The first caveat is access. Data can be easily protected, but only if you eliminate access to the data. That’s not a pragmatic solution, to say the least. The key is to control access, but even then, knowing the who, what, when, and where of data access is only a start.

The second caveat is availability: controlling where the data are stored and how the data are distributed. The more control you have, the better you are positioned to protect the data.

The third caveat is performance. Higher levels of encryption, complex security methodologies, and additional security layers can all improve security. However, these security techniques all carry a processing burden that can severely affect performance.

The fourth caveat is liability. Accessible data carry with them liability, such as the sensitivity of the data, the legal requirements connected to the data, privacy issues, and intellectual property concerns.

Adequate security in the Big Data realm becomes a strategic balancing act among these caveats along with any additional issues the caveats create. Nonetheless, effective security is an obtainable, if not perfect, goal. With planning, logic, and observation, security becomes manageable and omnipresent, effectively protecting data while still offering access to authorized users and systems.

PRAGMATIC STEPS TO SECURING BIG DATA

Securing the massive amounts of data that are inundating organizations can be addressed in several ways. A starting point is to basically get rid of data that are no longer needed. If you do not need certain information, it should be destroyed, because it represents a risk to the organization. That risk grows every day for as long as the information is kept. Of course, there are situations in which information cannot legally be destroyed; in that case, the information should be securely archived by an offline method.

The real challenge may be determining whether the data are needed—a difficult task in the world of Big Data, where value can be found in unexpected places. For example, getting rid of activity logs may be a smart move from a security standpoint. After all, those seeking to compromise networks may start by analyzing activity so they can come up with a way to monitor and intercept traffic to break into a network. In a sense, those logs present a serious risk to an organization, and to prevent the logs from being exposed, the best method may be to delete them after their usefulness ends.

However, those logs could be used to determine scale, use, and efficiency of large data systems, an analytical process that falls right under the umbrella of Big Data analytics. Here a catch-22 is created: Logs are a risk, but analyzing those logs properly can mitigate risks as well. Should you keep or dispose of the data in these cases?
====
→ Stated problem 1:
From the text on Big Data security, write out the passage from "Adequate security in" up to and including "users and systems.".
→ Stated problem 2:
Decide whether each statement agrees with the text on Big Data security, answering yes or no and quoting the words that settle it: (a) Eliminating access to data is described as a pragmatic solution. (b) Information that cannot legally be destroyed should be securely archived by an offline method. (c) Added security techniques such as higher levels of encryption carry a processing burden.

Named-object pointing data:
====
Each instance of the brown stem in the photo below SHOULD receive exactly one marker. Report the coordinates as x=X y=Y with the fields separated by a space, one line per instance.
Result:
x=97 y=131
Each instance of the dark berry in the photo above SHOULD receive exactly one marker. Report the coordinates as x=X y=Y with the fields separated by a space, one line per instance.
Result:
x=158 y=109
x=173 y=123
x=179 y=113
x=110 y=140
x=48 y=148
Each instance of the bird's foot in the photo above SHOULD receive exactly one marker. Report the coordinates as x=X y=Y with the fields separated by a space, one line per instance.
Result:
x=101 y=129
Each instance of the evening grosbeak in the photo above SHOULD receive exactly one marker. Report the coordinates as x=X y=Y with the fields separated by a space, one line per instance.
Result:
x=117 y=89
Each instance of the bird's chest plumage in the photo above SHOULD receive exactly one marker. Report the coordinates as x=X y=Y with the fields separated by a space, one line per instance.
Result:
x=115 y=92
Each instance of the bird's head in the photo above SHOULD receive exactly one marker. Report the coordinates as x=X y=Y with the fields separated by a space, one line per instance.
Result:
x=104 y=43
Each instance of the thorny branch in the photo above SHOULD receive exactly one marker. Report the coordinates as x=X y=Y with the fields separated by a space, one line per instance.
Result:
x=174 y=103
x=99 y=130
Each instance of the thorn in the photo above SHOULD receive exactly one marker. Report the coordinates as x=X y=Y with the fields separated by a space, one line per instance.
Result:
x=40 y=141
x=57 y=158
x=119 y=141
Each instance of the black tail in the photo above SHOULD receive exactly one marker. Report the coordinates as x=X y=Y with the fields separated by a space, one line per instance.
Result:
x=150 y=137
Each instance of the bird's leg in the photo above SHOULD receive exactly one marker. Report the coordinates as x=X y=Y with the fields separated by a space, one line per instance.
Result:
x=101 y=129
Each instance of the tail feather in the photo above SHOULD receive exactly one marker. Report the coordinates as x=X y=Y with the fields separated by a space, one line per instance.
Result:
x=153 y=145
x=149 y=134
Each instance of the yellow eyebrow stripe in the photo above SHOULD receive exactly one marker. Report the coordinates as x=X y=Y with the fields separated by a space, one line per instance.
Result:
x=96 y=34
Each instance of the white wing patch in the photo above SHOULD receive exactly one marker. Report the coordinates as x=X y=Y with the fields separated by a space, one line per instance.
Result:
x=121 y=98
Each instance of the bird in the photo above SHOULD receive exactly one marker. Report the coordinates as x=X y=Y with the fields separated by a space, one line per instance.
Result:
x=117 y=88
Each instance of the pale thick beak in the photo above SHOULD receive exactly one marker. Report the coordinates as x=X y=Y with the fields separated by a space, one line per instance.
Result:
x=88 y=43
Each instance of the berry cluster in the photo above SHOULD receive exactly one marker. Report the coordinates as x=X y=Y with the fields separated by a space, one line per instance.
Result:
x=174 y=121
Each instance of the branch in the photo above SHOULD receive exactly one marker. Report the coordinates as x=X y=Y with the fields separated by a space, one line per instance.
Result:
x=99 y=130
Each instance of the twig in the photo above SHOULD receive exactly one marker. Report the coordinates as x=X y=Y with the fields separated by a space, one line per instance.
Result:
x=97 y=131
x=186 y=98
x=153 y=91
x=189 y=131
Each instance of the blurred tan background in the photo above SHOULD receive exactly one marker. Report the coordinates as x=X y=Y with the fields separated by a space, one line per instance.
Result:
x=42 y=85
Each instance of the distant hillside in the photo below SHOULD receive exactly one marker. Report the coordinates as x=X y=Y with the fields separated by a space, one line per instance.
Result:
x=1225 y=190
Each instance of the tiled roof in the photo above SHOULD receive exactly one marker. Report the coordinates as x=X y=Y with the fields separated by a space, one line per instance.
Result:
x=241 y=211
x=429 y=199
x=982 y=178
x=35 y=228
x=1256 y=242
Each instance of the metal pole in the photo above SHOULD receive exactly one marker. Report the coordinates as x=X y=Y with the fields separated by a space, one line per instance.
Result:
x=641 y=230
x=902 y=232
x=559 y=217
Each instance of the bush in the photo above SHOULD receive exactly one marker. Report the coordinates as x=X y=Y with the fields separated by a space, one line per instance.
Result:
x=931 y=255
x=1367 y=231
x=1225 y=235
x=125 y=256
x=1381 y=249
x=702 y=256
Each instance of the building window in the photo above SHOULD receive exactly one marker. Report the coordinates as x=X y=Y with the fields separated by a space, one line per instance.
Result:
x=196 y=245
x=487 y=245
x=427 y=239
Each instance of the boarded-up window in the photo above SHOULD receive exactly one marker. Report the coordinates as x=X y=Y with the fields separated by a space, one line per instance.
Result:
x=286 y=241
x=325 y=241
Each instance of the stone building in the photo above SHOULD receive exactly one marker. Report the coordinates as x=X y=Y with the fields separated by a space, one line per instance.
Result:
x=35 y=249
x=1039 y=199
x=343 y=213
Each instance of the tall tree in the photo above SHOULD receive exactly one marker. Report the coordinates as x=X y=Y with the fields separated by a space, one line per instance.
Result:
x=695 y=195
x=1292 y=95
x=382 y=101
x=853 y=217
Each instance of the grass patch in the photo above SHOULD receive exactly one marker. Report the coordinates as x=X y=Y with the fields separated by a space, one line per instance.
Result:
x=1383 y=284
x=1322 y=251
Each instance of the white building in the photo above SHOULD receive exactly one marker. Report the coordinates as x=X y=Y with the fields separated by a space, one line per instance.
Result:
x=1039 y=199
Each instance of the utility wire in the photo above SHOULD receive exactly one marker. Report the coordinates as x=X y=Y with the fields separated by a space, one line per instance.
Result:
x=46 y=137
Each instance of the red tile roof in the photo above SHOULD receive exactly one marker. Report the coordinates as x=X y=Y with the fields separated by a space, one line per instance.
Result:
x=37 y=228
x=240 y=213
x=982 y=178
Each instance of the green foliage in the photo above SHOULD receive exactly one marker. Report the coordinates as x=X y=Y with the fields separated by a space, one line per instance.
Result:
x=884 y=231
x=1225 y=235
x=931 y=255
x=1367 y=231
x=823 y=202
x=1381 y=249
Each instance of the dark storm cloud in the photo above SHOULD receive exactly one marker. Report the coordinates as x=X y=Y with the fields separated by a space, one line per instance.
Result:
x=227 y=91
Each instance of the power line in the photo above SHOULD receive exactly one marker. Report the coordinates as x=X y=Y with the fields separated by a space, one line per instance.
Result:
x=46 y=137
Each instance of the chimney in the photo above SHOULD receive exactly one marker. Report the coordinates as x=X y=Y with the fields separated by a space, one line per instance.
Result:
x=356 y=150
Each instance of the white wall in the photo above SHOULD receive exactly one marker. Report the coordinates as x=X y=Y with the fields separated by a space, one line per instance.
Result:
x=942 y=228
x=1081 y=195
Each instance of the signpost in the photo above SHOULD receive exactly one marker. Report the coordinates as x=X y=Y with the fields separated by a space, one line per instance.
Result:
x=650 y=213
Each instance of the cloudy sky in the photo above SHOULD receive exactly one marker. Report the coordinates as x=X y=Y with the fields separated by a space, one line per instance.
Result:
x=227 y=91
====
→ Expected answer 1:
Adequate security in the Big Data realm becomes a strategic balancing act among these caveats along with any additional issues the caveats create. Nonetheless, effective security is an obtainable, if not perfect, goal. With planning, logic, and observation, security becomes manageable and omnipresent, effectively protecting data while still offering access to authorized users and systems.

→ Expected answer 2:
(a) No: "That’s not a pragmatic solution, to say the least."
(b) Yes: "in that case, the information should be securely archived by an offline method."
(c) Yes: "these security techniques all carry a processing burden that can severely affect performance."